■ **What you should do**
Write out, unchanged, the lines from the one holding "of the small" to the close of the listing. Both the first and last lines belong in it.
--------------------------------------------------
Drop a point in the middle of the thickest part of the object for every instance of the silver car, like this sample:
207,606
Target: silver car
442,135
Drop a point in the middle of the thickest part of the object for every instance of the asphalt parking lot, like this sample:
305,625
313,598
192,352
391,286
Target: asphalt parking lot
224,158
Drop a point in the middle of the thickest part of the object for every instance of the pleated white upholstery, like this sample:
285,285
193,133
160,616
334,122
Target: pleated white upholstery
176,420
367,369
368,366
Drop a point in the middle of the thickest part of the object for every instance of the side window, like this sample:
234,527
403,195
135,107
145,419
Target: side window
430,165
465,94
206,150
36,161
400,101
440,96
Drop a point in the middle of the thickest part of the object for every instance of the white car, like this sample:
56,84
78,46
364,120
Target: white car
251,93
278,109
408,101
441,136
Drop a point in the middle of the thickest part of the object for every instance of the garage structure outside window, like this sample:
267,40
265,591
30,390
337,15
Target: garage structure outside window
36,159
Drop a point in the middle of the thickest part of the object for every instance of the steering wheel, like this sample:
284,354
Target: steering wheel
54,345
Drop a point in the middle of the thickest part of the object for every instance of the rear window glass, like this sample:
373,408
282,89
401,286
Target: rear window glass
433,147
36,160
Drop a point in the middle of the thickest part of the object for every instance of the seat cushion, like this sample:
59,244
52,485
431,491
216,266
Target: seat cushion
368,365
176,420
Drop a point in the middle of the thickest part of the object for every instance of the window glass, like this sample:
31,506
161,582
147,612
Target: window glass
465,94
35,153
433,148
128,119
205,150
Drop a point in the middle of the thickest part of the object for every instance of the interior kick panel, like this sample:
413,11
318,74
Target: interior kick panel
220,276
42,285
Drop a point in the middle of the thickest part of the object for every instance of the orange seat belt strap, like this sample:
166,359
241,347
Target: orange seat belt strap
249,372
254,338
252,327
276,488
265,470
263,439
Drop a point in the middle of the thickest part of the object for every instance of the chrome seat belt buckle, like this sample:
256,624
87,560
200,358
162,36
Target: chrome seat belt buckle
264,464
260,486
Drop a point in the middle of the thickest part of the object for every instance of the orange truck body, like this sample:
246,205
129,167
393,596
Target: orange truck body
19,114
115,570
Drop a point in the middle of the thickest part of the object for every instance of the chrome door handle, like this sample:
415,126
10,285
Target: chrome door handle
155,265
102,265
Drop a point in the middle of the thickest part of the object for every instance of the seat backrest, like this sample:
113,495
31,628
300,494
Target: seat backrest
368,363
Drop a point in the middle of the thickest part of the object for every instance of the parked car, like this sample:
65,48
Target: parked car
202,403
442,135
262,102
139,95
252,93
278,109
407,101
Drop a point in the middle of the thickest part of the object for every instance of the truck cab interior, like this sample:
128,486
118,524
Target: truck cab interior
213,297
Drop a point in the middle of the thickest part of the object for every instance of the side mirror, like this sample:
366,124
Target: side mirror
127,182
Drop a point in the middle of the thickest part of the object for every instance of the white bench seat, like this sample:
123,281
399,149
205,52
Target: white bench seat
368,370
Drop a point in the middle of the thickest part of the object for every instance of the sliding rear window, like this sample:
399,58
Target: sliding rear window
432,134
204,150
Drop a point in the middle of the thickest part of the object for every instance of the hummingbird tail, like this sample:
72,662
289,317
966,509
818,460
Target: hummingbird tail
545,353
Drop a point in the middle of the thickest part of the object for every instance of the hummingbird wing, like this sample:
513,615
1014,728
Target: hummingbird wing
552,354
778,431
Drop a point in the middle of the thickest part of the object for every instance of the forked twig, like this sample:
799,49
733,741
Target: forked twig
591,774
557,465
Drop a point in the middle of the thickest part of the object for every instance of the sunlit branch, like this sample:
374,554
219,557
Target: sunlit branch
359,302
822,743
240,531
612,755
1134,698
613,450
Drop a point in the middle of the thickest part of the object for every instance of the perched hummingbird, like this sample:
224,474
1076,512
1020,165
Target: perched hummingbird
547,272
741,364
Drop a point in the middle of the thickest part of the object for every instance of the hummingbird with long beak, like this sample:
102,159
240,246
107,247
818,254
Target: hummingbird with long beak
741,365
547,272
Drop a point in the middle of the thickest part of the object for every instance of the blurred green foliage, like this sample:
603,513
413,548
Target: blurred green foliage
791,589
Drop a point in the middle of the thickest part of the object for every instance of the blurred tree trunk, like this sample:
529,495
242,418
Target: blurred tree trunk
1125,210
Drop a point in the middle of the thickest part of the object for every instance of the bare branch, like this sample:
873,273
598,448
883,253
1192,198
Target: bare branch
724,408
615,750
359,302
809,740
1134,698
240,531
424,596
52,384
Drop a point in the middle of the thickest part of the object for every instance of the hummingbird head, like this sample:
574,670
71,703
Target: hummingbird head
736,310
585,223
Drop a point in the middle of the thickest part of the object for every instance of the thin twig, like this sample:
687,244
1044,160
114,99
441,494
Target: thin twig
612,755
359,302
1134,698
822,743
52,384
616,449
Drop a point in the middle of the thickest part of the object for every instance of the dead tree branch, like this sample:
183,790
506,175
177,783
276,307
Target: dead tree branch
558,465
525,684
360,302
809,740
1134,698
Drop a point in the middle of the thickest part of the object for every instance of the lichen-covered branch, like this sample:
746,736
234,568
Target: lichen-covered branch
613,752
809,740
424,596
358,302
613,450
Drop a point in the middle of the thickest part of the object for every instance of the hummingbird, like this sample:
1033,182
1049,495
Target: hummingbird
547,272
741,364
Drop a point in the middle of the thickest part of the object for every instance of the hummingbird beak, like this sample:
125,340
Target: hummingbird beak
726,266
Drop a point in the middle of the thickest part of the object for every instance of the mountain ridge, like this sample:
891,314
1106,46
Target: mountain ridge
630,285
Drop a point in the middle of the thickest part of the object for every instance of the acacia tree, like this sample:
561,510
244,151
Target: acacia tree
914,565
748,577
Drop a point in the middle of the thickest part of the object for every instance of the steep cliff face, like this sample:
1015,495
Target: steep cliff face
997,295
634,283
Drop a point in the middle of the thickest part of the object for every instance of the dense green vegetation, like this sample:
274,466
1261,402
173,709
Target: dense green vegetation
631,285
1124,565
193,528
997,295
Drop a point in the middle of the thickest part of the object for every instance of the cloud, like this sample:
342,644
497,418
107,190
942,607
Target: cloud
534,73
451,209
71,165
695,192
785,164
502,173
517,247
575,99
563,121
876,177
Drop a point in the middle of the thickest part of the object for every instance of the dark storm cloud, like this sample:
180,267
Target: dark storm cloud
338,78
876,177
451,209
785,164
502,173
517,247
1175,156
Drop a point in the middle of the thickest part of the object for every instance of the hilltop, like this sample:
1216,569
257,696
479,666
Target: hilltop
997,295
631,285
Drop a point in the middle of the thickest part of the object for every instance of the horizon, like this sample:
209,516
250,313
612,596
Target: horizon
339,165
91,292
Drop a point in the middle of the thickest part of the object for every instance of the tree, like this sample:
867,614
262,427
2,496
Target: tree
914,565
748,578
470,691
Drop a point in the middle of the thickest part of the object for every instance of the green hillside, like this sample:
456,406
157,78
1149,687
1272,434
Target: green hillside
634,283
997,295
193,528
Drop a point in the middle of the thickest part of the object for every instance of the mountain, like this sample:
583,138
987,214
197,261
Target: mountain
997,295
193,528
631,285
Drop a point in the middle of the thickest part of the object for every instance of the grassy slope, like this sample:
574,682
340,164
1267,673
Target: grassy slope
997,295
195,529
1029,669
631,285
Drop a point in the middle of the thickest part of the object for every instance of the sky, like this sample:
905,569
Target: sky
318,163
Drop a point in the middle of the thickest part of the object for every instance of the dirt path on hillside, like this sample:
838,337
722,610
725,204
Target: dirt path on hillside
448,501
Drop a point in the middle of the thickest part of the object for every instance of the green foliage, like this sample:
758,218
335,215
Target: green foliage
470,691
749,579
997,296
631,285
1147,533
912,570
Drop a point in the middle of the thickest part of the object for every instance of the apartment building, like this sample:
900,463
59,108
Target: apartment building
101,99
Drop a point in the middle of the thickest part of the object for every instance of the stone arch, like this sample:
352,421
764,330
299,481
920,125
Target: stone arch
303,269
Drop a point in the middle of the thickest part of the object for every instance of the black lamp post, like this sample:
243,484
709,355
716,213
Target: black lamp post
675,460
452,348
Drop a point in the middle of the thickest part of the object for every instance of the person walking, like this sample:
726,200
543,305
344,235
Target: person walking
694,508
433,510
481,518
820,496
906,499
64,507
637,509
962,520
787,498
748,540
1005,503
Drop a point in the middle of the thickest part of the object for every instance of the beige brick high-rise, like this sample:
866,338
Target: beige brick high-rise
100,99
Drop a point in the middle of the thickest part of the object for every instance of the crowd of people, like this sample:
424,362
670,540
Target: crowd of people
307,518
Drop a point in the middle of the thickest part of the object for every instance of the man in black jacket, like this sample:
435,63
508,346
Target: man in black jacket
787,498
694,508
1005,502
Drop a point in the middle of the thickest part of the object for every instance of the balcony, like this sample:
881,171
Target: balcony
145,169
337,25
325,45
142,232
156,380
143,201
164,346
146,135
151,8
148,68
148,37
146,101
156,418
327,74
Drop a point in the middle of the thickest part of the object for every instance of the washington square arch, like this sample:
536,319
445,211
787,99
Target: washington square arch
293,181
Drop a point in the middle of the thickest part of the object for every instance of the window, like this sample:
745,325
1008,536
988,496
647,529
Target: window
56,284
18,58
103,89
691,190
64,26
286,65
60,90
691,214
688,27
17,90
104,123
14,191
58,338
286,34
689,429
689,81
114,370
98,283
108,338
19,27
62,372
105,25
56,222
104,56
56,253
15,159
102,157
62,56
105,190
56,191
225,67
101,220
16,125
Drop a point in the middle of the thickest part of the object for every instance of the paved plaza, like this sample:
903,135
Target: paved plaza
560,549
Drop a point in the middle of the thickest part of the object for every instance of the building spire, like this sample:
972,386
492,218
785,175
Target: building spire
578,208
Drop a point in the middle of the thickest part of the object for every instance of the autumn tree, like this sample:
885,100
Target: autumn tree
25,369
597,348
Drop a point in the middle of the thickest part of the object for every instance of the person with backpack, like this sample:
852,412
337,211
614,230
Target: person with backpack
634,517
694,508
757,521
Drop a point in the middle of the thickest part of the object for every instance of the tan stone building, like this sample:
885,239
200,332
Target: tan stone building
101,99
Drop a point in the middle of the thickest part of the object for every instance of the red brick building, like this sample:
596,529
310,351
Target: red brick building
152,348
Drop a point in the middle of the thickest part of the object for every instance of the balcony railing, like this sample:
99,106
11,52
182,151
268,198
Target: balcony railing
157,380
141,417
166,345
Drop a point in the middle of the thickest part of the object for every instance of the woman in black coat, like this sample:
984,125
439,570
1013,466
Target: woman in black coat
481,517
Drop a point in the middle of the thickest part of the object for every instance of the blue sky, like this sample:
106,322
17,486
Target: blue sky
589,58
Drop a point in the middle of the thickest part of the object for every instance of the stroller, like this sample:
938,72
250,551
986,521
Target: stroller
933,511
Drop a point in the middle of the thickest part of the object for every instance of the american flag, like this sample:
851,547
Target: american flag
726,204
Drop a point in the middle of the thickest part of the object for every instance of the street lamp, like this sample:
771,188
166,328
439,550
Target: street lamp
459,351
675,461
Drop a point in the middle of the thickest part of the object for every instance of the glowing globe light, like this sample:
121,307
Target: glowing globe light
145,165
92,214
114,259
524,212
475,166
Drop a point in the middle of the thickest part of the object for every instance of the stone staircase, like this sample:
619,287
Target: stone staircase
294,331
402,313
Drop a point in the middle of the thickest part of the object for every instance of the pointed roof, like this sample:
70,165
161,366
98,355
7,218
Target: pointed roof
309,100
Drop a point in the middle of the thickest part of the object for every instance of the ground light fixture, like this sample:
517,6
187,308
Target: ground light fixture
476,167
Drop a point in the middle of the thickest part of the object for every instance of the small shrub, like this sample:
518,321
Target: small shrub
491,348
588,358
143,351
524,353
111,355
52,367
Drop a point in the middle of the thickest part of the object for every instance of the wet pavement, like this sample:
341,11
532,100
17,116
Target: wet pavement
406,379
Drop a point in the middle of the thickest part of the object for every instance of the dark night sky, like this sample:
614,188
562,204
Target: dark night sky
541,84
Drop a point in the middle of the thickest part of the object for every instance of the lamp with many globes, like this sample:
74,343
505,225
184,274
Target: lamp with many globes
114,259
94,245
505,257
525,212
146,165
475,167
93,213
--------------------------------------------------
■ **Task output**
Drop a point in the middle of the thickest part of the object for every instance of the small shrub, like this sample:
518,321
Target: small shrub
491,348
588,358
143,351
524,353
111,355
52,367
Drop a point in the middle of the thickest part of the object for every instance of the wet pavement, like this sample:
341,11
532,100
17,116
Target: wet pavement
406,379
Drop a point in the middle of the thickest part of the object for every instance of the dark night sky, like this sample:
614,188
562,204
Target: dark night sky
541,84
Drop a point in the middle of the thickest part of the object for every instance of the lamp with many globes, like this sample:
74,343
505,225
184,274
Target: lamp with many globes
114,259
94,245
505,257
525,212
146,165
475,167
93,213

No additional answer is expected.